■ **Materials provided**
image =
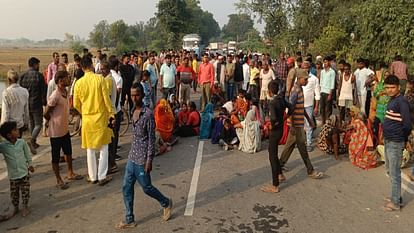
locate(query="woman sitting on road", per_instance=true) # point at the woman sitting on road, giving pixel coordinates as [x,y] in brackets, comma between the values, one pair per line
[206,121]
[329,138]
[248,132]
[192,127]
[361,143]
[164,120]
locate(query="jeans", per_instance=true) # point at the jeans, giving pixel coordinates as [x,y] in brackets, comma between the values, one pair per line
[326,107]
[308,129]
[133,173]
[230,91]
[35,124]
[274,138]
[393,158]
[296,137]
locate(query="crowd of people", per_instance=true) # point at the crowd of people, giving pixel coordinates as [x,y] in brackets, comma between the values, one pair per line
[245,99]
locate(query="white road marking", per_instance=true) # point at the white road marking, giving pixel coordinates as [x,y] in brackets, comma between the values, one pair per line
[34,158]
[189,209]
[403,185]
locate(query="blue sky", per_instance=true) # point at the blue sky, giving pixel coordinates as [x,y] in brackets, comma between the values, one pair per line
[41,19]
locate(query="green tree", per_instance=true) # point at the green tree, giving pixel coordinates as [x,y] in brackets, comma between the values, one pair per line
[99,37]
[238,27]
[384,29]
[172,16]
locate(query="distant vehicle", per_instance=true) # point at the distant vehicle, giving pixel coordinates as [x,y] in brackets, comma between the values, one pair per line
[232,47]
[191,42]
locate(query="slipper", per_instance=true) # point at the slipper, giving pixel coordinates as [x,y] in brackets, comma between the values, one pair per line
[389,207]
[269,189]
[62,186]
[316,175]
[123,225]
[281,178]
[75,177]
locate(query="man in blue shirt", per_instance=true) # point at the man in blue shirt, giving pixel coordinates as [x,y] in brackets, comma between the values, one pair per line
[396,129]
[140,158]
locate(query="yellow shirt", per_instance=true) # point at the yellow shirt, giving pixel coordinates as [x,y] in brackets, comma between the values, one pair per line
[91,99]
[195,66]
[254,73]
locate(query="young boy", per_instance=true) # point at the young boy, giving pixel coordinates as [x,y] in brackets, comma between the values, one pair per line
[397,127]
[18,160]
[228,136]
[146,84]
[57,112]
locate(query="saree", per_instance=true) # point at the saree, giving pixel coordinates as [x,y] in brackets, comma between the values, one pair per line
[206,121]
[164,120]
[359,145]
[249,134]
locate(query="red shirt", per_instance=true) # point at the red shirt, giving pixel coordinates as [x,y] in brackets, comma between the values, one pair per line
[183,117]
[187,74]
[194,121]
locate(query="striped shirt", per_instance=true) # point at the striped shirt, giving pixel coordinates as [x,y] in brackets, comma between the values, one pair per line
[298,101]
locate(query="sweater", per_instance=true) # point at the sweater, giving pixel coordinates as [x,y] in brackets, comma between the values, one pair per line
[397,122]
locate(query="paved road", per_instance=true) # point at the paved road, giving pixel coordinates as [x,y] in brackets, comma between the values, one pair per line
[227,198]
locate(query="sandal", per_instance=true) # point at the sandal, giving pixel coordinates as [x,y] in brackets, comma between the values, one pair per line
[88,179]
[122,225]
[62,186]
[315,175]
[75,177]
[389,207]
[105,181]
[269,189]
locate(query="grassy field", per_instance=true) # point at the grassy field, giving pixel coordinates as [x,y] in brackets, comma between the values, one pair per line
[16,58]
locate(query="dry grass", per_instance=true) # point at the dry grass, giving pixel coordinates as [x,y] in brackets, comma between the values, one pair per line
[16,58]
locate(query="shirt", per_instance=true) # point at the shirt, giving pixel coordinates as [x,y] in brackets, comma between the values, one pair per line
[118,82]
[51,71]
[168,73]
[35,84]
[143,138]
[15,105]
[281,69]
[327,81]
[362,75]
[17,158]
[153,74]
[58,123]
[298,102]
[206,73]
[399,69]
[266,79]
[254,73]
[397,122]
[187,74]
[311,91]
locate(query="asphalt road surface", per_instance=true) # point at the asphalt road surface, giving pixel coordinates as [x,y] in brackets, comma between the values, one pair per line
[218,193]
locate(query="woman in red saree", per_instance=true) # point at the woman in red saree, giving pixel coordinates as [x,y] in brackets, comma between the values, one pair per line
[164,120]
[361,143]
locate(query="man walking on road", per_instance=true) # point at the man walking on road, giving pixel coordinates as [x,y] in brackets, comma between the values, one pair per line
[206,80]
[140,158]
[35,84]
[296,131]
[91,99]
[397,128]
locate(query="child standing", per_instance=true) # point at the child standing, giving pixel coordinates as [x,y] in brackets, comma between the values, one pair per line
[146,84]
[397,127]
[19,162]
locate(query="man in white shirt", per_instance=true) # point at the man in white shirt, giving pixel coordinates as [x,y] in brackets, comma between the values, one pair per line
[364,77]
[15,103]
[311,94]
[246,74]
[113,63]
[168,77]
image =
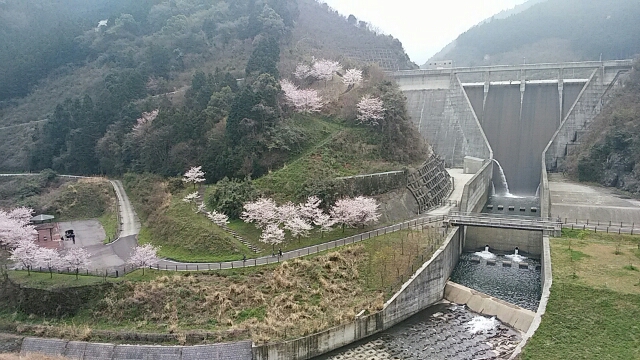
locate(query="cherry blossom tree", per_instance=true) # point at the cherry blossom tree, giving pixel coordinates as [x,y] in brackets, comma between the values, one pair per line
[302,100]
[192,199]
[262,212]
[366,211]
[310,210]
[324,69]
[144,123]
[48,258]
[298,227]
[77,259]
[25,253]
[217,218]
[303,71]
[287,212]
[272,234]
[352,77]
[370,110]
[324,222]
[353,212]
[143,256]
[15,227]
[195,175]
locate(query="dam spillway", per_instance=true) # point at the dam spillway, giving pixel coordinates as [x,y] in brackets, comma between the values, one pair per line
[509,113]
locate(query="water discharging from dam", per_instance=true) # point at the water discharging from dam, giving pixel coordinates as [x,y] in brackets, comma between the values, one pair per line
[519,125]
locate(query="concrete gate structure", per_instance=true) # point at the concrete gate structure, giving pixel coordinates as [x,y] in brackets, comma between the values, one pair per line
[510,113]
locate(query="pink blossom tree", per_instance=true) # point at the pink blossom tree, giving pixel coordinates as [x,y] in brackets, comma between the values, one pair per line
[25,253]
[145,255]
[144,123]
[302,100]
[303,71]
[261,212]
[352,77]
[194,176]
[324,222]
[367,211]
[48,258]
[76,259]
[353,212]
[272,234]
[298,227]
[324,69]
[310,210]
[217,218]
[370,110]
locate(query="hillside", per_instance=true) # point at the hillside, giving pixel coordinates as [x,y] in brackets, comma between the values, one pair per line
[609,153]
[551,31]
[141,50]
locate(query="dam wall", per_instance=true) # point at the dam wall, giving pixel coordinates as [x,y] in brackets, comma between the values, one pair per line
[443,114]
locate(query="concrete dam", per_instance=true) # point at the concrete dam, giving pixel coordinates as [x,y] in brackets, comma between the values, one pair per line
[509,113]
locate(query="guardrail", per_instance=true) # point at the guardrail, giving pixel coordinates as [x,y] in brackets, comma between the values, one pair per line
[168,265]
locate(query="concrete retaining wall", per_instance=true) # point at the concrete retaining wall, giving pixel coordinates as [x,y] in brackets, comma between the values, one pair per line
[547,280]
[441,110]
[85,350]
[515,316]
[504,240]
[422,290]
[476,191]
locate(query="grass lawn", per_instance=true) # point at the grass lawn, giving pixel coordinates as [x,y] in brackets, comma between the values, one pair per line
[109,221]
[594,307]
[275,302]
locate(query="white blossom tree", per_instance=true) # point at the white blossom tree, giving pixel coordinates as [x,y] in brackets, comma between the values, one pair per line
[48,258]
[302,100]
[310,210]
[352,77]
[353,212]
[15,227]
[217,218]
[272,234]
[303,71]
[25,253]
[324,69]
[370,110]
[194,176]
[76,259]
[143,256]
[298,227]
[262,212]
[325,223]
[366,211]
[144,123]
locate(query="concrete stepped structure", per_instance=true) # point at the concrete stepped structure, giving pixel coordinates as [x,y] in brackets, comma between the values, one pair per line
[512,114]
[431,184]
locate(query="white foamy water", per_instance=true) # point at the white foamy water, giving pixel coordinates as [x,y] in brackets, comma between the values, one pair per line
[481,324]
[487,255]
[516,258]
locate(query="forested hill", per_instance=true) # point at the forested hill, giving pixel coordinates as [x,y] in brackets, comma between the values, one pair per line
[78,72]
[552,31]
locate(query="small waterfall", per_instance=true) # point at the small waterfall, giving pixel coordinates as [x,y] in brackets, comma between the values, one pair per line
[516,257]
[503,178]
[486,254]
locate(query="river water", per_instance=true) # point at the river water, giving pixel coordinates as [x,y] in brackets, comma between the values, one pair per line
[443,331]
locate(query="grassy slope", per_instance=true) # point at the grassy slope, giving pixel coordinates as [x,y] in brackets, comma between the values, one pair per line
[173,225]
[273,302]
[594,306]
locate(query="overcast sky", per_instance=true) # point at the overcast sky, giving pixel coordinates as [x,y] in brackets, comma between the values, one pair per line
[423,26]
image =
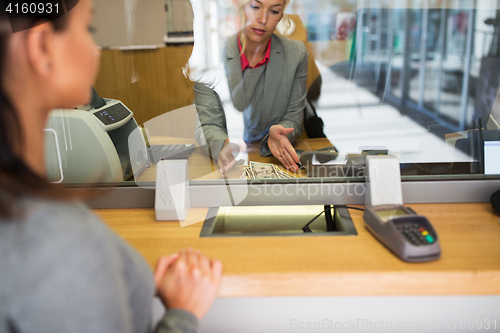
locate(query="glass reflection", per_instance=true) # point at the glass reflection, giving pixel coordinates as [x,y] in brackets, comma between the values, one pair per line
[417,79]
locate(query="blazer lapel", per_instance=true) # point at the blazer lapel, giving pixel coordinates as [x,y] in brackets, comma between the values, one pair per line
[234,74]
[273,77]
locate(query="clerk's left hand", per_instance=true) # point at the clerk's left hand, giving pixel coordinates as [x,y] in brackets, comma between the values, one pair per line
[281,148]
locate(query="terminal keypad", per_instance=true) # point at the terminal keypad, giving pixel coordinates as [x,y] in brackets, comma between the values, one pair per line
[415,233]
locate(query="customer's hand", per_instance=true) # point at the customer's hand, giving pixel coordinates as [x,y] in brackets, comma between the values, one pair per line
[281,148]
[188,280]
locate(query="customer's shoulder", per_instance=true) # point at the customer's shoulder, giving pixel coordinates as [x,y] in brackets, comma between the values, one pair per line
[59,219]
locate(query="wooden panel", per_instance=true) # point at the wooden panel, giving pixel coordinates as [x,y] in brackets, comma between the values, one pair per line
[149,82]
[346,265]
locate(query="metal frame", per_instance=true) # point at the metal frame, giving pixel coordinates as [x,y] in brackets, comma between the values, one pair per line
[211,194]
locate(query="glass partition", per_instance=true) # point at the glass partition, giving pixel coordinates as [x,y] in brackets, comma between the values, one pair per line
[414,79]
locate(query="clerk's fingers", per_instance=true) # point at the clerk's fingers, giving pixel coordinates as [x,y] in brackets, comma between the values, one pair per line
[293,153]
[289,160]
[216,269]
[222,168]
[162,266]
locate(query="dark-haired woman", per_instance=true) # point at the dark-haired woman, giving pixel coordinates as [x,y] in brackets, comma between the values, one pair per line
[61,268]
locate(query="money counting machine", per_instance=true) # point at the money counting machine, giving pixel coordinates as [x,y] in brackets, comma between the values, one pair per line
[91,144]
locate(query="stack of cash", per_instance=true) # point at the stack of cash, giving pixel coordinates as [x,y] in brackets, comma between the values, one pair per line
[264,171]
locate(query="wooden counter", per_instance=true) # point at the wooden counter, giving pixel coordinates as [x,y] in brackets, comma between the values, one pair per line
[333,265]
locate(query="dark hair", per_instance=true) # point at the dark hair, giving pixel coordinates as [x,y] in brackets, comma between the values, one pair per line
[16,178]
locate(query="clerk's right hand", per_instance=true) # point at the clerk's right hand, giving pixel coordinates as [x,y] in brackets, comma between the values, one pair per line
[188,280]
[227,156]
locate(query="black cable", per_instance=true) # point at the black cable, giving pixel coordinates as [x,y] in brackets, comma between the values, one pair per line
[349,207]
[328,216]
[326,211]
[306,227]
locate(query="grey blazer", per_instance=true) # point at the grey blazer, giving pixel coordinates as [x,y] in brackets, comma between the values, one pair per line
[283,97]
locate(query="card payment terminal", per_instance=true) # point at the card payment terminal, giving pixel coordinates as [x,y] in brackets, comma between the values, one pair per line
[408,235]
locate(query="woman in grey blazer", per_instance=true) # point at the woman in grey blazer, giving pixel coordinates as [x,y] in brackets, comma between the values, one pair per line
[267,77]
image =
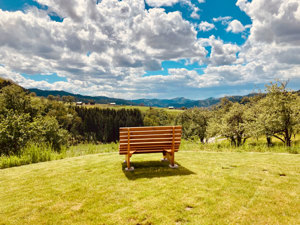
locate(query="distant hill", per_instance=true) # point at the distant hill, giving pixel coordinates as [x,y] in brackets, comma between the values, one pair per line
[81,98]
[175,102]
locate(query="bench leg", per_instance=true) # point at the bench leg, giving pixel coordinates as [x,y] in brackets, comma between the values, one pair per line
[128,168]
[172,161]
[165,157]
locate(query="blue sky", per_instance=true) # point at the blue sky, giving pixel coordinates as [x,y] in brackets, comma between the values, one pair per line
[150,49]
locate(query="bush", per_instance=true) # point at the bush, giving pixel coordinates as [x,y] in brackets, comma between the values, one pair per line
[14,132]
[46,130]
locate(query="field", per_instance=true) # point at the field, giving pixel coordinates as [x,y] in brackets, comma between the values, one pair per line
[207,188]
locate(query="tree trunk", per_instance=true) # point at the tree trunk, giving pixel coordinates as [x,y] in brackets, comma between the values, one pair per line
[239,141]
[287,138]
[269,141]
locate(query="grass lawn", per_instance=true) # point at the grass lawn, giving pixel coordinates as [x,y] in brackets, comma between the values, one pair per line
[207,188]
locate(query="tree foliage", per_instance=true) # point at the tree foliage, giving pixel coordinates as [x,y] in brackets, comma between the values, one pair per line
[229,120]
[194,123]
[277,115]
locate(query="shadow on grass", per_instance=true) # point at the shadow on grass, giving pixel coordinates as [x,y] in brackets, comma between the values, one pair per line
[151,169]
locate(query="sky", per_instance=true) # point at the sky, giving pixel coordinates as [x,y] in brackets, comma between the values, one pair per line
[135,49]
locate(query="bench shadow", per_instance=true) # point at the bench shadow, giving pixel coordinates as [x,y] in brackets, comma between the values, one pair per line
[152,169]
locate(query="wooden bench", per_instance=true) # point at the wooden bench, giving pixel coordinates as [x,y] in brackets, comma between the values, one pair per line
[137,140]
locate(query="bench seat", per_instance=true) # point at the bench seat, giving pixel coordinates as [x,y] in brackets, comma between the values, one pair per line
[157,139]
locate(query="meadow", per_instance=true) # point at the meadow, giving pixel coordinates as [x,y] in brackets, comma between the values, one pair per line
[207,188]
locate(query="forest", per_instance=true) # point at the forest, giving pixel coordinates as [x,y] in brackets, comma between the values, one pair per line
[55,123]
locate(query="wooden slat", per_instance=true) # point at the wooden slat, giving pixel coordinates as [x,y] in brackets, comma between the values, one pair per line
[149,128]
[155,132]
[149,140]
[124,147]
[145,151]
[132,136]
[149,143]
[150,147]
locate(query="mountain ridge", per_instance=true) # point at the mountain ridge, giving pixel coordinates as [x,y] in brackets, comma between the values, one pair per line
[177,102]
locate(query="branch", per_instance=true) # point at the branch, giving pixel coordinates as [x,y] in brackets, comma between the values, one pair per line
[278,138]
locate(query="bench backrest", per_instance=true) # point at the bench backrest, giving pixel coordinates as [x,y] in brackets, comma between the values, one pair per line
[149,139]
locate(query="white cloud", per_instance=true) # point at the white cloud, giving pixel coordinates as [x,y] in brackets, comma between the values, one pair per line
[123,40]
[235,26]
[121,37]
[159,3]
[206,26]
[222,54]
[224,20]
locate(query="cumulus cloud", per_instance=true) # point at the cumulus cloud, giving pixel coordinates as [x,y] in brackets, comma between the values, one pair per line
[105,48]
[159,3]
[273,21]
[235,26]
[221,54]
[206,26]
[120,37]
[224,20]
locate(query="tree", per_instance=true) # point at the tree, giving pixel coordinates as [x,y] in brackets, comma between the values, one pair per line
[229,121]
[194,123]
[158,117]
[68,99]
[278,114]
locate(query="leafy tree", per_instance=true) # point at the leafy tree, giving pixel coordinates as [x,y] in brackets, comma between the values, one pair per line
[47,130]
[194,123]
[158,117]
[68,99]
[278,114]
[229,120]
[51,97]
[14,132]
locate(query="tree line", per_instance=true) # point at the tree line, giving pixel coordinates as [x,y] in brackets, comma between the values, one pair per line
[275,114]
[27,119]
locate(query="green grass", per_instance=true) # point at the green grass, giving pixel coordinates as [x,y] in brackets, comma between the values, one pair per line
[207,188]
[34,153]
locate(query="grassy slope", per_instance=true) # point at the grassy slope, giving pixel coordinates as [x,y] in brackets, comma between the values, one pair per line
[208,188]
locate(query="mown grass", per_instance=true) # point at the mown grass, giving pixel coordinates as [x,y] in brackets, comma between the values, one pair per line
[35,153]
[207,188]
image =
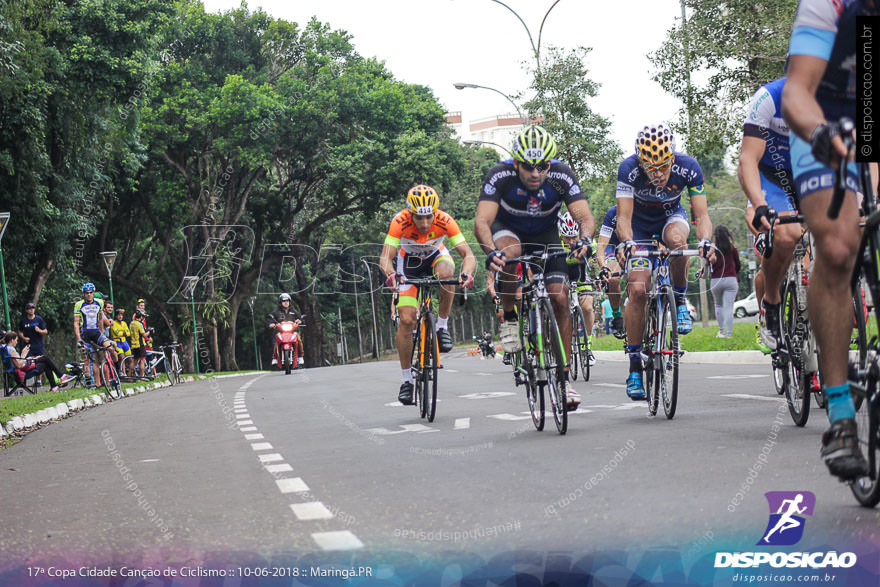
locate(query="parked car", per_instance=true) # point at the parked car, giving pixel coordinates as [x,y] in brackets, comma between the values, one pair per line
[748,306]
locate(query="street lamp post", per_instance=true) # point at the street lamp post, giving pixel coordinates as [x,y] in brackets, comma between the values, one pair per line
[4,220]
[373,308]
[109,258]
[251,301]
[462,85]
[190,286]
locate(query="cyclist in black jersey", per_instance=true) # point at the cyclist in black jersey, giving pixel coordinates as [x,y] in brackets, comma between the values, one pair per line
[516,214]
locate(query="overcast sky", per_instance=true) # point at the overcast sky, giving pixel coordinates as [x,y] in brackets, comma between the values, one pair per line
[439,42]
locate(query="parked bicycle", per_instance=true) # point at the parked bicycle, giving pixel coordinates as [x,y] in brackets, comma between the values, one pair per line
[540,363]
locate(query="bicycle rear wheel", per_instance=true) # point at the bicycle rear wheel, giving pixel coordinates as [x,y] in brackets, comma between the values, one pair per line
[667,352]
[579,347]
[553,361]
[796,393]
[573,368]
[650,378]
[432,351]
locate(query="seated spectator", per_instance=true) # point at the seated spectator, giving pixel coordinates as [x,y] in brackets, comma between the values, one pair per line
[32,329]
[26,364]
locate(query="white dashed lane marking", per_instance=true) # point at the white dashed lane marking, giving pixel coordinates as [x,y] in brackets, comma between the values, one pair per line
[313,510]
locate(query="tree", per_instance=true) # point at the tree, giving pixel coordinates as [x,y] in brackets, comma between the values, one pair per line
[736,46]
[562,91]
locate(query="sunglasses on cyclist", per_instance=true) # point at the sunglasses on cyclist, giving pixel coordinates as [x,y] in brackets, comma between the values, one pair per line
[541,167]
[657,168]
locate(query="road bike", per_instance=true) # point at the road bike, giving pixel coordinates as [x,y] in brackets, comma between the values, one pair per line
[796,359]
[426,350]
[541,361]
[864,365]
[661,352]
[580,342]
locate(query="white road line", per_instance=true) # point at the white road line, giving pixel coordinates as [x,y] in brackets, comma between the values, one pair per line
[759,397]
[291,485]
[420,428]
[282,468]
[313,510]
[342,540]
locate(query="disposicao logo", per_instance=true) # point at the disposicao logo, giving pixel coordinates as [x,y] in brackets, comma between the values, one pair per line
[787,511]
[786,528]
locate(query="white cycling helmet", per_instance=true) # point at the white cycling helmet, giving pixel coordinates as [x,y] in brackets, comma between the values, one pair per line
[567,226]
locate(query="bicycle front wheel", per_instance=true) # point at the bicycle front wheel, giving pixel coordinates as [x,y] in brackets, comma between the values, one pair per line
[650,375]
[667,352]
[553,362]
[432,352]
[796,393]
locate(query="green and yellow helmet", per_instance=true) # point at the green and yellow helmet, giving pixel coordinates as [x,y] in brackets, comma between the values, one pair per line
[533,146]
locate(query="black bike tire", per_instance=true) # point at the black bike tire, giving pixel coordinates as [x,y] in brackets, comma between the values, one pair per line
[649,380]
[573,367]
[670,329]
[582,354]
[554,356]
[432,353]
[796,394]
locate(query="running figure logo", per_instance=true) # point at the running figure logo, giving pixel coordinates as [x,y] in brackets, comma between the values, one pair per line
[786,525]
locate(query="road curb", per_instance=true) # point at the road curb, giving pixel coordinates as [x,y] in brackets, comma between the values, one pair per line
[721,357]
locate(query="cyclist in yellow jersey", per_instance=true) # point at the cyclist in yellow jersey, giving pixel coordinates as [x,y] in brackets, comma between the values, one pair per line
[418,231]
[120,334]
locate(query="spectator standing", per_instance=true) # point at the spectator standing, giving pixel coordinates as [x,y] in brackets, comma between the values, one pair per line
[725,284]
[32,329]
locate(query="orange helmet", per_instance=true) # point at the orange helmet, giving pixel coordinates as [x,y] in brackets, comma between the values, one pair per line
[422,200]
[655,145]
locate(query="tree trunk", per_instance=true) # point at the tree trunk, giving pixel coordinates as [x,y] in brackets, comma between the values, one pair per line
[40,275]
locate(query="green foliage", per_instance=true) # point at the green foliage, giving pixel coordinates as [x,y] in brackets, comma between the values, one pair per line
[730,48]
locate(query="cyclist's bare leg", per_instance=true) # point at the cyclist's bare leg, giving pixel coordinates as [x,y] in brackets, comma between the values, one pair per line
[675,237]
[405,327]
[785,237]
[634,312]
[836,242]
[559,293]
[614,284]
[444,269]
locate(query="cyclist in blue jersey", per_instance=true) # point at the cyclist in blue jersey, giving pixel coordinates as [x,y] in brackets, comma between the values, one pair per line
[605,247]
[516,214]
[819,91]
[765,175]
[649,188]
[89,323]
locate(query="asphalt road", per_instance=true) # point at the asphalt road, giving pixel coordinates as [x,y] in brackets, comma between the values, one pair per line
[324,461]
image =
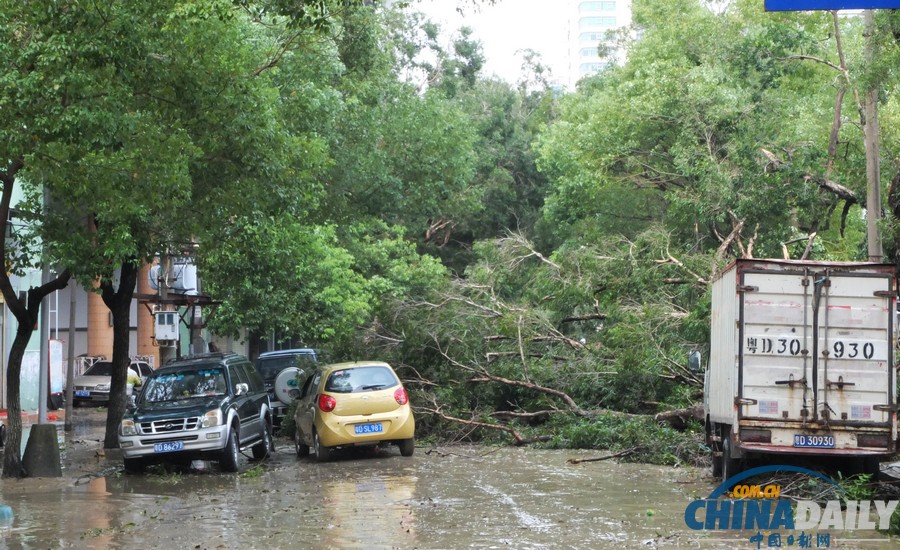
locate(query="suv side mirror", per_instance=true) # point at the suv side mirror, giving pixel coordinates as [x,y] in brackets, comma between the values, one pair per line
[695,361]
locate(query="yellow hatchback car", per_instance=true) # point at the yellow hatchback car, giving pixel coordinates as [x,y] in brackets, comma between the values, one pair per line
[353,404]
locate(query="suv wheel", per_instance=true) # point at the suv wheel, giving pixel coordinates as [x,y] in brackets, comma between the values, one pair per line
[323,453]
[135,465]
[266,445]
[229,460]
[300,447]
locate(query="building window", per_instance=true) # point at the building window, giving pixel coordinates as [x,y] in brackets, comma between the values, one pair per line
[591,67]
[596,6]
[605,21]
[591,37]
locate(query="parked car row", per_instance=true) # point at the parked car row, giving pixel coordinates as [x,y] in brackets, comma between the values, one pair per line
[215,406]
[93,385]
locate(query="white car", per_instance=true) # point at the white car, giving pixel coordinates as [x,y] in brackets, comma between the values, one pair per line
[93,385]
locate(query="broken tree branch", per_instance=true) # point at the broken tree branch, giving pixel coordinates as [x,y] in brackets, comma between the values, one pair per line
[620,454]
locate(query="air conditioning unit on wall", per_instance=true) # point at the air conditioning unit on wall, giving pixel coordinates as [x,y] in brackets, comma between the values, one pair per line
[166,325]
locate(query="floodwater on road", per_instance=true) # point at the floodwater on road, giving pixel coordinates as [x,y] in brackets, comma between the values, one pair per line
[445,497]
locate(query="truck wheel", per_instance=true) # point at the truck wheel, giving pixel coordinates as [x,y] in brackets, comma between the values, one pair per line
[716,460]
[262,449]
[730,466]
[229,459]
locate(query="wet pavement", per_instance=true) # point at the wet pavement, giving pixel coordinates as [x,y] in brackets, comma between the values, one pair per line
[445,497]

■ **What you are asked to do**
Starting at the line that contains "white car, giving" and ending at the last line of the material, both included, write out every line again, the locate lines too, with each x and y coordinate in the answers multiplied by 1.35 and rounded to a whole number, halves rounding up.

■ **Solution below**
locate(query="white car", per_instance=true) # point at the white car, giving pixel coordinates as [x,y] in brackets, comma between the values, one pair per line
[126,520]
locate(query="broken tree branch", per_instance=true) # point at the broken tree branch, giving pixel coordinates as [x,y] in brackets, comma between the values, one pair per line
[837,613]
locate(query="air conditioning unit on wall", per_instance=true) # point at the air conditioning unit on wall, giving pixel coordinates as [x,y] in brackets, comma between the values, one pair per line
[224,439]
locate(query="floodwater on road", per_instance=true) # point at the floodwater on road, giving pixel coordinates as [x,y] in brackets, comma between the values, one pair per line
[601,671]
locate(query="truck wheel", per_instance=true) # point at the truck wheel, giving pixel coordinates as [x,y] in brackets, comma between the values, one pair per line
[967,621]
[354,606]
[986,629]
[309,620]
locate(query="wet pavement", per_instance=true) # point at the wet pavement, giving pixel coordinates as [x,y] in brackets, comma between the values, one pair per line
[601,671]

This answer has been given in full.